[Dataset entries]

——————————

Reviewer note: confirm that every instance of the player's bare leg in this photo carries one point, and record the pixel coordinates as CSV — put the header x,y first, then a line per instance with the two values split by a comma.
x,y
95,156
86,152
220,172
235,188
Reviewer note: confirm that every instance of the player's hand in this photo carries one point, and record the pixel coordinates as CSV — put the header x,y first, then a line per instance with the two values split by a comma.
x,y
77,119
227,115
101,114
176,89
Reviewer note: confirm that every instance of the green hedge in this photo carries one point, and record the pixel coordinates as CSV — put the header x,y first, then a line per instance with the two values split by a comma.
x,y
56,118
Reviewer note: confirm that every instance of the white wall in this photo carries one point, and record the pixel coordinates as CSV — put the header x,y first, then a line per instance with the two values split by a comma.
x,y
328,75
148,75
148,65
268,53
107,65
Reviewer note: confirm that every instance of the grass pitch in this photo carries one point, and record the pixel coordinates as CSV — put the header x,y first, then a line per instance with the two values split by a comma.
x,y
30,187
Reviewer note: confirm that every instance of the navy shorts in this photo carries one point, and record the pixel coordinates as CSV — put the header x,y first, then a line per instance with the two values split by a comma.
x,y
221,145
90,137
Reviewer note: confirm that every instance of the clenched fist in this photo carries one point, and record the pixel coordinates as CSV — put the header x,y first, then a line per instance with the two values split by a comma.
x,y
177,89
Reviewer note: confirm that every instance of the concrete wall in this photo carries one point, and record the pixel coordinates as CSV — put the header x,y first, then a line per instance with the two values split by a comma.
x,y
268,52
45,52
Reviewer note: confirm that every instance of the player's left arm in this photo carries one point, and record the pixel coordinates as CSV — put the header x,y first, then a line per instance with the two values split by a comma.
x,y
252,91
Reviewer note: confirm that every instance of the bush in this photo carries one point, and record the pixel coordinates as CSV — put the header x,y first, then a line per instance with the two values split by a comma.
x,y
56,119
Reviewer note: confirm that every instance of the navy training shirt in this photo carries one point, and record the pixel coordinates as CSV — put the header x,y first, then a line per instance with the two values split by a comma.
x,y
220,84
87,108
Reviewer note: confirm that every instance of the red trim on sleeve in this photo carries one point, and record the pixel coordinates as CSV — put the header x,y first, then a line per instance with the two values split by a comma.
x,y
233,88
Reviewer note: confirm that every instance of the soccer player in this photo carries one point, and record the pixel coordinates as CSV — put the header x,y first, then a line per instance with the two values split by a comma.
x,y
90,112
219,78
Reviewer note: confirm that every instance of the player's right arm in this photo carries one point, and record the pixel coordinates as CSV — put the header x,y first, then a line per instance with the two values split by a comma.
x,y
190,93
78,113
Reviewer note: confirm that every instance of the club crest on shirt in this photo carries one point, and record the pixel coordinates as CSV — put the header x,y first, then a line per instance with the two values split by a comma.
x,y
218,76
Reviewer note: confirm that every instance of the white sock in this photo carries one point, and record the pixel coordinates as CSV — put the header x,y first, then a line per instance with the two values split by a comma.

——————————

Your assignment: An exact copy of every record is required.

Task solution:
Reviewer note: confirm that every instance of the player's bare leg in this photo carries one point, and record the pixel coordinates as CSV — put the header x,y first, then a line per instance with the two values split by a comma.
x,y
95,156
86,152
220,172
235,188
Reviewer note: confirm that every instance of the player's hand in this photo carries one point, and record the pixel coordinates as CSV — put the header x,y first, then a line per instance with the two values split by a comma.
x,y
77,119
227,115
101,114
176,89
Reviewer note: confirm that every instance of the green hedge in this photo carries one point, and record the pixel coordinates as CSV — put the header x,y first, then a line per instance with the two values split by a comma.
x,y
56,118
Reviewer note: confirm that every instance of the white wall in this photo carries one point, and record the pixel coordinates as CSV — put the header x,y first, then a line per instance with the two values split by a comma.
x,y
328,75
148,75
148,65
268,53
107,65
Reviewer note: confirm that every instance of the grass pitch in this photo carries one point, and record the pixel coordinates as CSV — put the header x,y first, then a line per instance with the two values split by a comma.
x,y
30,187
Reviewer note: confirm that every instance of the navy shorts in this photo carries one point, and record the pixel coordinates as CSV — put the header x,y first, then a line per instance with the two values split by a comma.
x,y
221,145
90,137
Reviewer note: confirm that every instance of the clenched fist in this photo carries one point, and record the pixel coordinates as CSV — put the header x,y first, then a line per instance with the two values split by a comma.
x,y
177,89
Reviewer note: confirm that every instance of the concrete wall in this photo carries one point, and record the pixel coordinates as CSV — put the header x,y first, then a line per instance with the two values split by a comma.
x,y
268,52
45,52
Reviewer note: confirm that every instance of the player's left arm in this photo carries one point, and record the pixel coordinates as CSV — put the header x,y first, then a line per instance with the two values split by a comma.
x,y
252,91
Reviewer note: confirm that every instance of the bush in this photo carries one point, and record the pixel coordinates as CSV — put the header x,y first, then a line per instance with the two values split by a comma.
x,y
56,119
Reviewer note: confirm that every instance of the navy training shirt in this photo carries one point, and record the pixel coordinates as CSV — put the header x,y first, then a line per instance with the two values split by a comma.
x,y
220,84
87,108
Reviewer note: confirm that every instance of the red trim on sleeve in this photo carries one point, and record the pixel coordinates as CSV — put the header x,y first, then a line per instance with the two values split by a comma.
x,y
233,88
Reviewer note: confirm that every instance of the soccer player in this photo carries one point, and record the pixel coordinates as CSV — put the header x,y first, then a line per instance with the two values split by a comma.
x,y
90,112
219,78
Reviewer note: confirm that every instance of the player's right arm in this photo carries one point, and record the pixel coordinates as CSV — put the header x,y first, then a line per instance with the two values split by a comma.
x,y
190,93
78,113
Reviewer note: confirm that every instance of the club crest on shirt in this photo carries one point, and record the pixel coordinates as CSV — put the header x,y first, then a line per instance with the two values split by a comma.
x,y
218,76
Reviewer note: confirm that every instance of the white sock in this photo carries one point, and record the pixel coordinates as CSV — put the header x,y first, then a line per instance with the two values split by a comma.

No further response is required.